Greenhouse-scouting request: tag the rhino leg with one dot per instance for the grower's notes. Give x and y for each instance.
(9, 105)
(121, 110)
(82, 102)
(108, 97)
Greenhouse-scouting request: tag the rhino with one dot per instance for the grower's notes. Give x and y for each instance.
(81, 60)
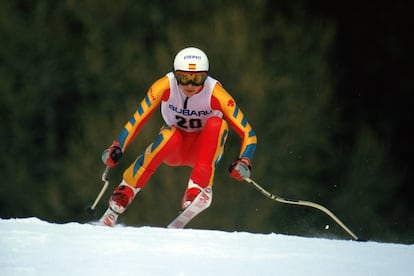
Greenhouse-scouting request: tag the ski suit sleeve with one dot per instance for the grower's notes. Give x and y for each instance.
(224, 102)
(157, 92)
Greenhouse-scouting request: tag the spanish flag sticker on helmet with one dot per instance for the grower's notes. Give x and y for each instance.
(191, 59)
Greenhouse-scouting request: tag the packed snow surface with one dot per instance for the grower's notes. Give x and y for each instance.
(31, 246)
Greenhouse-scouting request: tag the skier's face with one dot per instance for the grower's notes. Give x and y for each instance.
(190, 89)
(190, 82)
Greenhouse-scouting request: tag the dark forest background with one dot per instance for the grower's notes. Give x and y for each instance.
(326, 85)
====
== AIM OF THE EXERCISE ==
Replace "grower's notes" with "scouting log" throughout all the records and write them out again with nothing else changed. Leave the pictures out.

== COMPLETE OUTPUT ==
Greenhouse-scouting request: tag the rhino leg with one dot per instance for the scouting log. Give x and y for each instance.
(9, 105)
(121, 110)
(82, 102)
(108, 97)
Greenhouse-scouting request: tag the rhino with one dot per instance for the scouting log. Give x and y for each instance.
(81, 60)
Greenhouse-scouting request: tag the ski suit sleeve with one dot per instance for the scouting log. Give x and y for each instance.
(224, 102)
(157, 92)
Greenhouse-scouting request: tag the spanish flag sticker on helmet with one dot per instance for the scouting log. Give x and y for each instance.
(191, 59)
Greenhouse-scouting request: tag the packed snow surface with one dot per instance for the scouting log. Give x and y for each instance.
(31, 246)
Greenhouse-scouting request: tag the skier's face with one dot per instance for the scouting log. Give x and y for each instance.
(190, 89)
(190, 82)
Greenhouse-scouting request: tag the dark forest background with one dot per instance for the scouting log. Give x and y for each instance.
(326, 85)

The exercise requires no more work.